Finally, line 11 shows you the most common way to get data out
of an array. Line 11 prints the array created on line 3 one array
cell at a time.
Hopefully, seeing the same data being stored and accessed in different
ways will help you understand how arrays work. Because each array
cell is really a scalar variable, you can access the data just
like any other scalar data. First, you begin the scalar variable
name with a dollar sign ($), just like any other scalar variable.
Next, because the data is stored in an array, you need to tell
Perl that the variable is an array. You do this by adding the
square brackets ([]) to the variable name. Finally, you must tell
Perl which array cell contains the scalar variable. This is done
by putting a number between the square brackets. The number defines
a particular scalar variable or array cell for Perl.
So when you want to use the data stored in an array, put a dollar
sign before the array name, square brackets after the array name,
and the array cell number between the square brackets.
Remember that arrays generally start storing data at array cell
0. This means that if there is one piece of data in the array,
it will be at $array_name[0].
The $#array_name variable
will be set to 0. If there were two pieces of data stored in the
first two array cells, they would be stored at $array_name[0]
and $array_name[1], and $#array_name
would be equal to 1. This usually confuses anyone who isn't familiar
with this convention, so don't be upset if it messed you up the
first few times. Arrays generally start counting from 0, so $#array_name
contains one less than the number of array cells but can be used
to access the last array cell.

→ **Assigned task 1**:
Answer these from the Perl arrays passage:
(a) What character begins the scalar variable name when you use data stored in an array?
(b) What do you add to the variable name to tell Perl the variable is an array?
(c) If two pieces of data are stored in the first two array cells, what is $#array_name equal to?
→ **Assigned task 2**: Translate this sentence from the Perl arrays passage into Spanish: "Remember that arrays generally start storing data at array cell 0."
→ **Assigned task 3**: Please continue the Perl arrays passage, starting after its last sentence.

→ **Information given**:
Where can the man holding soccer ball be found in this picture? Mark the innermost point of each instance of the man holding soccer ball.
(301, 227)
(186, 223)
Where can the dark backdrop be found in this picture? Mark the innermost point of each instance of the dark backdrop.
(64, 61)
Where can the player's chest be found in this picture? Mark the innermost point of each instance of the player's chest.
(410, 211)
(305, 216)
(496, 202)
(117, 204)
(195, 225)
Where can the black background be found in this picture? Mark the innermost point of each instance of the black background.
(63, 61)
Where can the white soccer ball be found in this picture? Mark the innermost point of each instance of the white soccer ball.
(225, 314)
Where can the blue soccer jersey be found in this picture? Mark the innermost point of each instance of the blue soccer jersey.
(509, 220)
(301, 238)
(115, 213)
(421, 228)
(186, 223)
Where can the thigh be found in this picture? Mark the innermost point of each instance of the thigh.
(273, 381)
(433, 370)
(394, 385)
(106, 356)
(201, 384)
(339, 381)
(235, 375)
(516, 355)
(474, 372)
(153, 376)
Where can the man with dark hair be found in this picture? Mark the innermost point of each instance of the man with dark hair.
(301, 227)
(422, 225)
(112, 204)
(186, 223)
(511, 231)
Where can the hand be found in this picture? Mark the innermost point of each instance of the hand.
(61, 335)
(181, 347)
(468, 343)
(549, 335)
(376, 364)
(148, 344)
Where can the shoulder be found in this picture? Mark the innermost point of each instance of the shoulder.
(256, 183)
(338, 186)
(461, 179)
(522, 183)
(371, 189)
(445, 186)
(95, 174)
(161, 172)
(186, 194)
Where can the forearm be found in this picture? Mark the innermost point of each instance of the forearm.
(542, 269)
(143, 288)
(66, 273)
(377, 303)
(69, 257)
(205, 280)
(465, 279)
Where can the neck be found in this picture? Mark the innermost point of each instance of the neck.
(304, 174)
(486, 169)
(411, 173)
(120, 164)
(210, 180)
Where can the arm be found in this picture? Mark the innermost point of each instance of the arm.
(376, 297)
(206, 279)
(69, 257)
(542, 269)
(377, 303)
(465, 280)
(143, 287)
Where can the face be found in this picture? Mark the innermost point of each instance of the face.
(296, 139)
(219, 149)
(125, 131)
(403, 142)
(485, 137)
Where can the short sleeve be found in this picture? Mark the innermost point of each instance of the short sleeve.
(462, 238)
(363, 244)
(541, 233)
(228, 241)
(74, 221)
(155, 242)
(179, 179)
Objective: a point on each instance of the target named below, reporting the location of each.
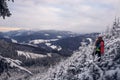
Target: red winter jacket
(102, 47)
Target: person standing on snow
(99, 47)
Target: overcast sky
(81, 16)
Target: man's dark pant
(98, 53)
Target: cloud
(8, 29)
(77, 16)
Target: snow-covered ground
(83, 66)
(30, 55)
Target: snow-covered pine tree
(8, 63)
(4, 11)
(81, 66)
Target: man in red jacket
(99, 47)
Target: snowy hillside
(82, 66)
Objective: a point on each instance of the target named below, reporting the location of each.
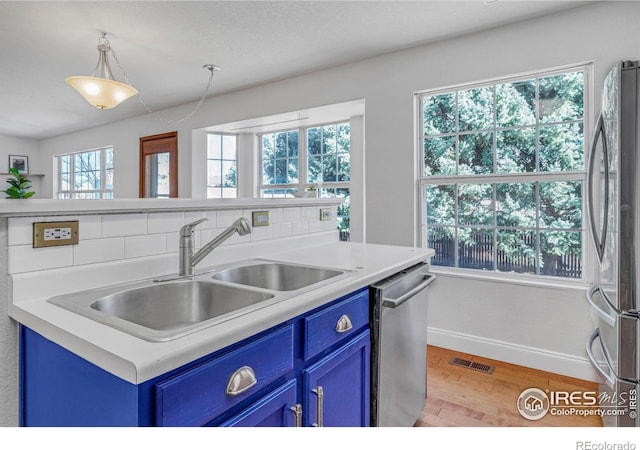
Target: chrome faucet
(188, 259)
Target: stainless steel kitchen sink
(158, 311)
(276, 276)
(163, 311)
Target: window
(222, 161)
(86, 174)
(322, 165)
(503, 172)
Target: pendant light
(101, 89)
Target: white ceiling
(163, 45)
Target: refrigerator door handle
(599, 238)
(606, 376)
(609, 318)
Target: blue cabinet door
(336, 388)
(272, 410)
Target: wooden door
(159, 166)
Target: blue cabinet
(271, 379)
(336, 388)
(276, 409)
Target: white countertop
(136, 360)
(52, 207)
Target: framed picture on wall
(19, 162)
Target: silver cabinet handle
(319, 405)
(604, 315)
(395, 302)
(607, 377)
(344, 324)
(241, 380)
(297, 414)
(599, 239)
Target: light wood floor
(458, 396)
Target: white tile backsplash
(164, 222)
(262, 233)
(275, 216)
(290, 214)
(309, 213)
(21, 230)
(110, 238)
(300, 227)
(147, 245)
(25, 258)
(124, 225)
(89, 227)
(90, 251)
(281, 230)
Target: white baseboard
(535, 358)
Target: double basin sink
(159, 311)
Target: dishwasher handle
(395, 302)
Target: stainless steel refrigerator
(613, 200)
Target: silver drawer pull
(344, 324)
(241, 380)
(319, 406)
(297, 414)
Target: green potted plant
(19, 185)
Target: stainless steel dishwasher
(399, 347)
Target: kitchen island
(135, 361)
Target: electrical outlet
(326, 214)
(49, 234)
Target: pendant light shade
(101, 89)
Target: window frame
(303, 162)
(237, 162)
(496, 177)
(102, 192)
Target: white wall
(601, 32)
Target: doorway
(159, 166)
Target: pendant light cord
(210, 67)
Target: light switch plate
(49, 234)
(260, 218)
(326, 214)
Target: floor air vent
(484, 368)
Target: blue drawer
(322, 330)
(198, 395)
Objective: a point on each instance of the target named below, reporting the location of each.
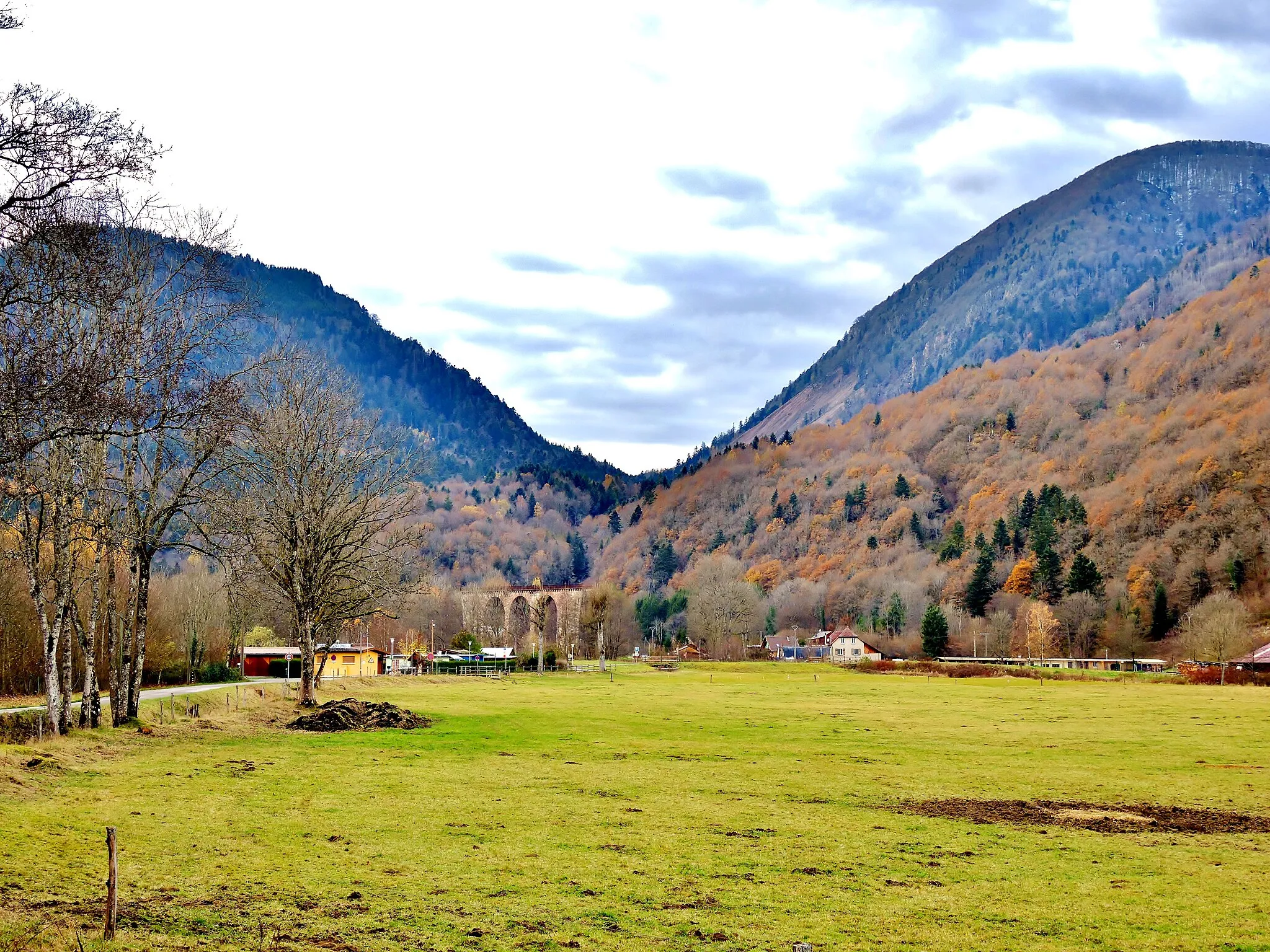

→ **Task response 1**:
(a) A dollar sign ($).
(b) Square brackets ([]).
(c) 1.

→ **Task response 2**: Recuerde que los arrays generalmente empiezan a almacenar datos en la celda 0 del array.

→ **Task response 3**:
The associative array is the third major Perl data storage container
(scalars and regular arrays are the other two). It's one of Perl's
powerful characteristics and is different from most other language
storage types. In this exercise, you'll learn how to use the associative
array, and you'll look at the difference between a regular array
and an associative array. Listing 2.5 shows an associative array.
Listing 2.5. Using associative arrays.
01: #!/usr/local/bin/perl
02:
03: %names = ("FIRST", "Jessica ", "MIDDLE", "Ann ", "LAST", "Herrmann");
04: $full_name{'first'} = "Steven ";
05: $full_name{'middle'} = "Michael ";
06: $full_name{'last'} = "Herrmann";
07:
08: print "Howdy my name is $names{'FIRST'}";
09: print "$names{'MIDDLE'}$names{'LAST'}\n";
10:
11: print "And my mixed up name is ";
12: foreach $name (keys(%full_name)){
13: print "$full_name{$name}";
14: }
15: print "\n";
Associative arrays might be a little confusing to start with.
Probably more so if you have done any programming. So here is
a feature where everyone who is new to programming gets a head
start on the experienced gang.
Associative arrays always begin with a percent sign (%).
The associative array is similar to the array you learned about
in Exercise 2.2, except that the array cell is identified by a
string value instead of an integer value.
| Note |
|
Identifying an array cell is called indexing into the array.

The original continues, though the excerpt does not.